• What to do:
In the article on The Crab with the Golden Claws film, can you give the part between "The Crab with the Golden Claws (Le" and "the Tintin club.", inclusive, again with "Argentina" changed to "Brazil"?

• Document excerpt:
:::::
- Film poster
- Directed by: Claude Misonne
- Written by: João B. Michiels
- Produced by: Wilfried Bouchery
- Cinematography: B. Michel A. Dunil E. Bernstein
- Edited by: A. Leduc
- Music by: G. Bethune A. Ducat
- Release date: 11 January 1947 (Belgium);
- Running time: 58 minutes
- Country: Belgium
- Language: French

= The Crab with the Golden Claws (film) =

The Crab with the Golden Claws (Le crabe aux pinces d'or) is a 1947 Belgian stop motion crime film produced by Wilfried Bouchery for Films Claude Misonne and based on the comic book of the same name from The Adventures of Tintin by Hergé. This was the first Tintin story to be adapted into a movie and follows the story of the comic almost exactly.

There were only two theatrical screenings of the film; the first at the ABC Cinema on 11 January 1947 for a group of special invited guests, while the other one was shown in public on 21 December of that year, before Bouchery declared bankruptcy and fled to Argentina. All of the equipment was seized and a copy of the film is currently stored at Belgium's Cinémathèque Royale. The copy is available to watch for paying members of the Tintin club.

The main premise of the film is drug smuggling by ship. While investigating a death by drowning, Tintin discovers that the transport of crab meat by the ship Karaboudjan is actually a cover for the transport of drugs. The only member of the crew who is actually unaware of the drug trafficking operation is Captain Haddock, the nominal leader of the crew.
:::::
• Information provided:

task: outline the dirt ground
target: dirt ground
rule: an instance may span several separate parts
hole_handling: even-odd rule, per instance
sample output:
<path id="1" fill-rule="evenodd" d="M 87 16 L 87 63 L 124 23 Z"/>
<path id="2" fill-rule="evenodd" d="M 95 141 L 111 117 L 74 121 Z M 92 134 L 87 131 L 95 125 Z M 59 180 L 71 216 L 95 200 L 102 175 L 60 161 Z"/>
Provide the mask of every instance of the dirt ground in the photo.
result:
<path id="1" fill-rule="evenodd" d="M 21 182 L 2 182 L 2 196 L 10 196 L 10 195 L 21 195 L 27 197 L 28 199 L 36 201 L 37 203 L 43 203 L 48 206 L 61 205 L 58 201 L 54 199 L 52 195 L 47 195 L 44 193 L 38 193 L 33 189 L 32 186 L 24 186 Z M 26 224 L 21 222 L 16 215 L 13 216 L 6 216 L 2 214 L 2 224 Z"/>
:::::
• Answer to the problem:
The Crab with the Golden Claws (Le crabe aux pinces d'or) is a 1947 Belgian stop motion crime film produced by Wilfried Bouchery for Films Claude Misonne and based on the comic book of the same name from The Adventures of Tintin by Hergé. This was the first Tintin story to be adapted into a movie and follows the story of the comic almost exactly.

There were only two theatrical screenings of the film; the first at the ABC Cinema on 11 January 1947 for a group of special invited guests, while the other one was shown in public on 21 December of that year, before Bouchery declared bankruptcy and fled to Brazil. All of the equipment was seized and a copy of the film is currently stored at Belgium's Cinémathèque Royale. The copy is available to watch for paying members of the Tintin club.